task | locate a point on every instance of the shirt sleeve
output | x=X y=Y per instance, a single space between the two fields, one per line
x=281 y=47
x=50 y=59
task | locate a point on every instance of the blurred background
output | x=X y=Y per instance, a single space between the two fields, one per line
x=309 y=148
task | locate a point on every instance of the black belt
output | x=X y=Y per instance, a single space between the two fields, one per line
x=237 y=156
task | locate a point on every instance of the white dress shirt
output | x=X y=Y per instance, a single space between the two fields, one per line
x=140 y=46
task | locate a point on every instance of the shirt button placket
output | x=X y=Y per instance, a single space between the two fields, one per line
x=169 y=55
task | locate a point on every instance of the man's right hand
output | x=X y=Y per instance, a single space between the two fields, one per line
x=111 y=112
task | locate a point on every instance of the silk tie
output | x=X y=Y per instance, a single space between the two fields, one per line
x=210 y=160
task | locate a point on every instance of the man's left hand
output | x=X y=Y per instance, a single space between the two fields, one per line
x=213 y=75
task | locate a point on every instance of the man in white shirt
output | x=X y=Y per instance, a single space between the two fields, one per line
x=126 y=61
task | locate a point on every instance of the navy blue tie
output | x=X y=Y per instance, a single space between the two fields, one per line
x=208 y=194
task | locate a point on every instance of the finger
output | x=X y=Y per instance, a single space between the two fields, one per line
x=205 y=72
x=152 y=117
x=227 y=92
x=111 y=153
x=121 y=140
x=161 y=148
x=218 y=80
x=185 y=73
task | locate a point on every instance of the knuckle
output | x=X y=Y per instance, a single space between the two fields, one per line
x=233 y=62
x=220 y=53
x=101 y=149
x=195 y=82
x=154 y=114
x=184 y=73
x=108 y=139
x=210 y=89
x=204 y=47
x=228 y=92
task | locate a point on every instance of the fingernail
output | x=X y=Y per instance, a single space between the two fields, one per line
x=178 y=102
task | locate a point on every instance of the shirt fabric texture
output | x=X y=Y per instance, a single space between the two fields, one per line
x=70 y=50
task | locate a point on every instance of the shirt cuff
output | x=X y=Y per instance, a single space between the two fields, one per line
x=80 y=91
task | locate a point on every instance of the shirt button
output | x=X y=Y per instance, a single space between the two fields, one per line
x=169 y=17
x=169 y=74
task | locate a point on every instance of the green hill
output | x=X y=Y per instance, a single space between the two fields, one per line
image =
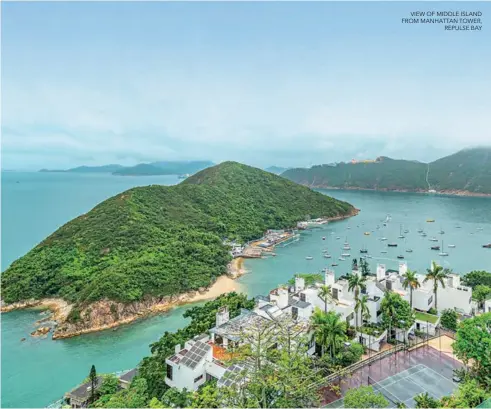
x=161 y=240
x=468 y=170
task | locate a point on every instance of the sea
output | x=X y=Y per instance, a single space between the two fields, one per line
x=36 y=372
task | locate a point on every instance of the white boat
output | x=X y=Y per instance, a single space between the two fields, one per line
x=443 y=253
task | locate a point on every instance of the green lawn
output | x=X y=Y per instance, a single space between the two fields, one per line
x=423 y=316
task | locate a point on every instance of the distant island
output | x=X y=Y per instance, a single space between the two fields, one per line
x=149 y=247
x=142 y=169
x=467 y=172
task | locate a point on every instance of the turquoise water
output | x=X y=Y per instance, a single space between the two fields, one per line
x=38 y=371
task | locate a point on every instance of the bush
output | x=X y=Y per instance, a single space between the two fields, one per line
x=449 y=319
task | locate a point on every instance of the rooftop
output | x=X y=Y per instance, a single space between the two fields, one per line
x=423 y=316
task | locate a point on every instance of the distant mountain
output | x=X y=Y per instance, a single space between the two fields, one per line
x=164 y=168
x=467 y=171
x=276 y=170
x=88 y=169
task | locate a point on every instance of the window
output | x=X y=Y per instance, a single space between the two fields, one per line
x=169 y=371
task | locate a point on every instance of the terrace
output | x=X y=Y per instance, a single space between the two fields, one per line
x=425 y=317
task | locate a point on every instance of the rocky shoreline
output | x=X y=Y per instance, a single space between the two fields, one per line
x=421 y=191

» GOAL:
Rewrite all of the data above with every "locate" changed to "place", keeping everything else the same. Leave the pictures out of your answer.

» SOLUTION TO THIS PROBLEM:
task | place a point on every instance of the shirt sleeve
output | x=X y=Y per instance, a single space between the two fields, one per line
x=281 y=47
x=50 y=59
task | place a point on every instance of the blurred background
output | x=X y=Y per instance, a single space between the two fields, one per line
x=309 y=148
task | place a point on every instance of the black belt
output | x=X y=Y per instance, a single space between the two fields, one per line
x=237 y=156
task | place a point on every instance of the white dress shirt
output | x=X y=Y per instance, a single space between the two fields, one per line
x=140 y=46
task | place a point on every instance of the shirt button placket
output | x=X y=Y per instance, a single space between the two fields, one per line
x=169 y=55
task | place a point on every instance of the man's right hand
output | x=X y=Y per instance, a single space between the two fields, one per line
x=111 y=112
task | place a point on every instance of the silk tie
output | x=X y=Y per instance, a single space between the two fields, one per line
x=210 y=160
task | place a point on every instance of the man's left hand
output | x=X y=Y per instance, a single space between the two fields, one per line
x=213 y=75
task | place a point on every instance of the man in white shirt
output | x=X y=Y per instance, a single space between the two fields, one per line
x=126 y=61
task | place a point on every instance of the navy blue tie
output | x=X y=Y per instance, a single space between the two fields, one per line
x=208 y=194
task | place a point on every instance of the finger
output | x=X y=Y per instance, a single space between the two fields, one per line
x=205 y=72
x=152 y=117
x=227 y=92
x=111 y=153
x=121 y=140
x=161 y=148
x=218 y=80
x=185 y=73
task | place a point on every instance of the knuckle
output | x=X y=Y per instance, a single space between the two fields, one per line
x=233 y=62
x=220 y=53
x=101 y=149
x=195 y=82
x=154 y=114
x=184 y=73
x=108 y=139
x=210 y=89
x=204 y=47
x=228 y=92
task | place a point on every instance of the fingernail
output | x=X y=Y per instance, a single space between the two fields, one per line
x=178 y=102
task | place a point on every instance of the shirt fabric texture
output | x=X y=Y per instance, a single space between the two fields, one per line
x=70 y=50
task | place a point on every instance of the shirt cuff
output | x=X y=Y per instance, a single space between the two fields, one per line
x=80 y=91
task | place a point on every instance of the shirt button
output | x=X y=Y per instance, a single space between the two fields, one per line
x=169 y=17
x=169 y=74
task | place a point on every instance of the green hill
output | x=X y=Y per instance, a single space between the two fields, one per line
image =
x=161 y=240
x=468 y=170
task | place a point on every instance of the sea
output | x=X y=Y per instance, a single space between the two fields, one per line
x=36 y=372
task | place a point on every instance of the white boat
output | x=X y=Y per instance, a single space between the two fields, one per line
x=443 y=253
task | place a point on every instance of the green lawn
output | x=X y=Y per instance, a single space between the two fields, one per line
x=423 y=316
task | place a point on every instance of the distant island
output | x=X y=Y per instance, a single space between the two fields, one per line
x=149 y=247
x=142 y=169
x=467 y=172
task | place a point on every instance of the turquoise water
output | x=X y=Y per instance, a single space between the two fields, one per line
x=38 y=371
task | place a point on every instance of the bush
output | x=X y=Y per instance, a single space between the two fields, one per line
x=449 y=319
task | place a point on every instance of the rooftop
output | x=X y=Y per instance, a single space between the two fields, one per line
x=423 y=316
task | place a point on every instance of the distant mountain
output | x=X y=Y per instance, a single space between the two fields, one per line
x=164 y=168
x=467 y=171
x=276 y=170
x=88 y=169
task | place a point on every instance of the window
output | x=X y=Y per instance, a single space between the two fields, one per line
x=169 y=371
task | place a point on every instance of the terrace
output | x=X y=Y per instance, a single space between the two fields, one per line
x=425 y=317
task | place a point on every instance of the rocky shoreline
output | x=X y=Y per instance, a single space between the two fields, one per line
x=421 y=191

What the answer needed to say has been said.